- Aim of the task -
Exactly reproduce each line of the listing that follows.

--- start ---

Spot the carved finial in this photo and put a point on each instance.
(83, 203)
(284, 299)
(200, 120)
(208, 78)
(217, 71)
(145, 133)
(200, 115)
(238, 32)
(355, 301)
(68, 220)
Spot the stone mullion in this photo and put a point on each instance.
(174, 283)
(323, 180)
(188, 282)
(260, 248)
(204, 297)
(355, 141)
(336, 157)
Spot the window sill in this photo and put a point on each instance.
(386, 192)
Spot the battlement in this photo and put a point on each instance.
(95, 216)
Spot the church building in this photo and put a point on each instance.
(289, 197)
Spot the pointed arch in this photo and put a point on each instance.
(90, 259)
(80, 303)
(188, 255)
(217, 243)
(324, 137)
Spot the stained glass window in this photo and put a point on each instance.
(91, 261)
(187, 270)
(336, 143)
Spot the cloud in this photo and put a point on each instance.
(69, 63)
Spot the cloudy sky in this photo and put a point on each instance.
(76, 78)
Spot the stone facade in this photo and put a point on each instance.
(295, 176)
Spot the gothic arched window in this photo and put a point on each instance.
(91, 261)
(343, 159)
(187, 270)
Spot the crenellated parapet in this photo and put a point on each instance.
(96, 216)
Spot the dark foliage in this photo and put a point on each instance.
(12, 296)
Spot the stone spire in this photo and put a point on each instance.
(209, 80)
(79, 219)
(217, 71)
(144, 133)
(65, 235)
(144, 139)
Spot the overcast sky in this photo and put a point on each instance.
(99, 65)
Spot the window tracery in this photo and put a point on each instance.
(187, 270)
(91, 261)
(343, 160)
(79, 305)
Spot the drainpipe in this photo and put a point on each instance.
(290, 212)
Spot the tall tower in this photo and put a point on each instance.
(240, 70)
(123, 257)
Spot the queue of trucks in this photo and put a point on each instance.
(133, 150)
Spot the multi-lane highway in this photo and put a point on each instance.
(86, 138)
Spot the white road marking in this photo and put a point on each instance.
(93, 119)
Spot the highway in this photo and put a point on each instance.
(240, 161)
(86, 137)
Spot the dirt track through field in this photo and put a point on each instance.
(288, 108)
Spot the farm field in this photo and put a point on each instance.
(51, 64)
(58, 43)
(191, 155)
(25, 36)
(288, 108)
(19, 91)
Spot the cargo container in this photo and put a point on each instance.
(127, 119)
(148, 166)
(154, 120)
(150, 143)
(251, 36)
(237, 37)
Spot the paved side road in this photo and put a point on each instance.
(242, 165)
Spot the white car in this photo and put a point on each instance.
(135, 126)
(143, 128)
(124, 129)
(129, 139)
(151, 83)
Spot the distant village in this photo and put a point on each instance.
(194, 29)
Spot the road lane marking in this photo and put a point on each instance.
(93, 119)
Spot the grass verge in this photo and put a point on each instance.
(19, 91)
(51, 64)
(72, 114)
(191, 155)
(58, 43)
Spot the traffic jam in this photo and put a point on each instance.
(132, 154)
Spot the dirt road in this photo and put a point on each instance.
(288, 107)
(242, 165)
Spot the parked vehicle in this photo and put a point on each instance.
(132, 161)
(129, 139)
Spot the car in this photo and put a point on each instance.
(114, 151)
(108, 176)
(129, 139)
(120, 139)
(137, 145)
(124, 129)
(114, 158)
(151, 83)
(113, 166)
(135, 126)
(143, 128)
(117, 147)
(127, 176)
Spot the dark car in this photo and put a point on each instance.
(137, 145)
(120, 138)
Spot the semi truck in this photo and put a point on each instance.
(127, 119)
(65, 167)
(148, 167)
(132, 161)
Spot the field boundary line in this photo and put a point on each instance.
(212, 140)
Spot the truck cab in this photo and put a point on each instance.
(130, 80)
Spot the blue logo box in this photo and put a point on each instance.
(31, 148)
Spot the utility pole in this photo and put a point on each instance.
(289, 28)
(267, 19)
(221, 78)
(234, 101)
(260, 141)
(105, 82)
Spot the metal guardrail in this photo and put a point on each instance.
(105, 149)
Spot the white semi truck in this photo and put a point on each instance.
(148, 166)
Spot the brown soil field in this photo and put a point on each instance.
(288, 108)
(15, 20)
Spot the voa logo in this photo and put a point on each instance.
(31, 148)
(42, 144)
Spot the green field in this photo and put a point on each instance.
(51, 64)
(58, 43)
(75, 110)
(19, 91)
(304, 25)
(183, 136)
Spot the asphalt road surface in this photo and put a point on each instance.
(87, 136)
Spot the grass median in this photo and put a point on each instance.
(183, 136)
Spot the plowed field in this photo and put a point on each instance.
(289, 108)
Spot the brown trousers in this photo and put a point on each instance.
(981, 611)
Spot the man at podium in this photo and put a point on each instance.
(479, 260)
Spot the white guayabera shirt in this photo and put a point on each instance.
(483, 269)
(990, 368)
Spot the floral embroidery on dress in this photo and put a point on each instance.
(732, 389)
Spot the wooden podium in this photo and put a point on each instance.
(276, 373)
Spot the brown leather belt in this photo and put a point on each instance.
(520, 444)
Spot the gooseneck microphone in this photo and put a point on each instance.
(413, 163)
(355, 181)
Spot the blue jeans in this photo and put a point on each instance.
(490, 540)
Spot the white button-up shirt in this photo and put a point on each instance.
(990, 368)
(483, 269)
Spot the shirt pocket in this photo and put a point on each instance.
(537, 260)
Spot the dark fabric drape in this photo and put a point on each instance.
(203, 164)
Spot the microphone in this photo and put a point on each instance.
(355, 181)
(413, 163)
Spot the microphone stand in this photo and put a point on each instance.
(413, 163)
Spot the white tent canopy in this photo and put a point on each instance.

--- end ---

- Solution for this exercise -
Spot the carved finial in this photo and put a point on each instance.
(83, 203)
(284, 299)
(200, 120)
(208, 78)
(217, 71)
(145, 133)
(200, 115)
(238, 32)
(355, 301)
(68, 220)
Spot the stone mullion in this photo and put a point on each instance.
(174, 283)
(323, 180)
(188, 282)
(260, 248)
(204, 297)
(355, 141)
(336, 157)
Spot the window sill in this photo and put a point on each instance.
(386, 192)
Spot the battlement in this photo and put a point on each instance.
(95, 216)
Spot the church building in this photo and put a point on each instance.
(289, 197)
Spot the pointed arch in this photo and put a point on each instance.
(90, 259)
(80, 303)
(188, 255)
(217, 243)
(324, 137)
Spot the stained glass window in this photo and put a point on each instance.
(91, 261)
(187, 270)
(336, 143)
Spot the cloud in this photo and put a point on each instance.
(69, 63)
Spot the cloudy sky in this photo and put a point on each instance.
(76, 78)
Spot the stone facade in this photo and put a point on each instance.
(295, 176)
Spot the gothic arched window in this photo and put a point on each instance.
(91, 261)
(343, 159)
(187, 270)
Spot the crenellated parapet in this photo and put a point on each instance.
(96, 216)
Spot the dark foliage in this photo and put a point on each instance.
(12, 296)
Spot the stone spire in this photo and put a point on each instance.
(209, 80)
(79, 219)
(217, 71)
(144, 133)
(65, 235)
(144, 139)
Spot the overcast sky in this photo and put a point on each instance.
(99, 65)
Spot the window tracery in this photo and put a point on each instance.
(187, 270)
(91, 261)
(343, 160)
(79, 305)
Spot the drainpipe in this photo and put a point on each instance.
(290, 212)
Spot the tall tower in this photo and put a point on each instance.
(240, 70)
(123, 257)
Spot the queue of trucks in this photo and put a point on each instance.
(133, 150)
Spot the multi-lane highway in this photo and put a point on each instance.
(86, 138)
Spot the white road marking in this photo and put a point on each instance.
(93, 119)
Spot the highway in this photo and put a point on each instance.
(240, 161)
(86, 137)
Spot the dirt track through field in this photo and put a point on each instance.
(288, 108)
Spot the farm field in this photo and put a point on each instance.
(51, 64)
(58, 43)
(191, 155)
(25, 36)
(288, 108)
(19, 91)
Spot the cargo container in this photo and put a point on each instance.
(127, 119)
(148, 166)
(154, 120)
(150, 143)
(251, 36)
(237, 37)
Spot the paved side road in this photo and put a point on each instance.
(242, 165)
Spot the white car in this photo and put a point on each instance.
(135, 126)
(143, 128)
(124, 129)
(129, 139)
(151, 83)
Spot the distant village in this photo and put a point on each instance.
(194, 29)
Spot the road lane marking in this photo and put a point on each instance.
(93, 119)
Spot the grass verge in this photo and put a point on each instance.
(19, 91)
(51, 64)
(72, 114)
(191, 155)
(58, 43)
Spot the traffic jam in this photo and put a point on each instance.
(132, 154)
Spot the dirt road in this photo and put a point on each instance.
(288, 107)
(242, 165)
Spot the parked vehicle in this photo and put a point on each instance.
(132, 161)
(129, 139)
Spot the car in this photo and put a point on each instance.
(114, 151)
(108, 176)
(129, 139)
(120, 139)
(137, 145)
(124, 129)
(114, 158)
(151, 83)
(113, 166)
(135, 126)
(143, 128)
(117, 147)
(127, 176)
Spot the dark car in this photo and put a point on each instance.
(137, 145)
(120, 138)
Spot the semi truck in this photo and put a point on each instance.
(127, 119)
(65, 167)
(148, 167)
(132, 161)
Spot the field boundary line in this photo and put a point on each instance.
(212, 140)
Spot the truck cab in this photo and put a point on each instance.
(130, 80)
Spot the blue logo box in this photo and put a point on each instance.
(31, 148)
Spot the utility pole in this photo and put a point on each instance.
(289, 28)
(267, 19)
(221, 78)
(234, 101)
(260, 141)
(105, 82)
Spot the metal guardrail in this photo and put a point on each instance.
(105, 149)
Spot the white semi truck in this photo and put a point on each instance.
(148, 166)
Spot the brown soil field in this photo and put a point on each instance.
(288, 108)
(15, 20)
Spot the voa logo in this photo and put a point on each instance.
(31, 148)
(42, 144)
Spot the green field in this photo and put a point on each instance.
(51, 64)
(58, 43)
(75, 110)
(19, 91)
(304, 25)
(183, 136)
Spot the asphalt road surface in this photo and put a point on each instance.
(87, 136)
Spot the grass median in this photo and put a point on each instance.
(183, 136)
Spot the plowed field in this photo and put a point on each instance.
(289, 108)
Spot the brown trousers in this photo and put a point on each instance.
(981, 611)
Spot the man at podium in this photo and put a point on each instance.
(479, 260)
Spot the white guayabera shirt in this photo and put a point on each instance.
(483, 269)
(990, 368)
Spot the floral embroidery on dress in this photo and put a point on each instance.
(732, 389)
Spot the wooden podium in this photo and put a point on each instance.
(276, 373)
Spot the brown leather belt in this photo and put a point on each instance.
(520, 444)
Spot the gooseneck microphone in this photo and put a point on each instance.
(413, 163)
(355, 181)
Spot the blue jeans in this photo and put a point on each instance.
(490, 540)
Spot the white button-up shirt in this photo and put a point on each instance.
(990, 368)
(483, 269)
Spot the shirt pocket in this photo and put a point on each instance.
(537, 260)
Spot the dark fabric drape in this photo and put a point on each instance.
(203, 164)
Spot the microphone in this photo and put a point on each instance.
(355, 181)
(413, 163)
Spot the microphone stand in this photo and put a point on each instance.
(413, 163)
Spot the white tent canopy in this photo and put a point on each instance.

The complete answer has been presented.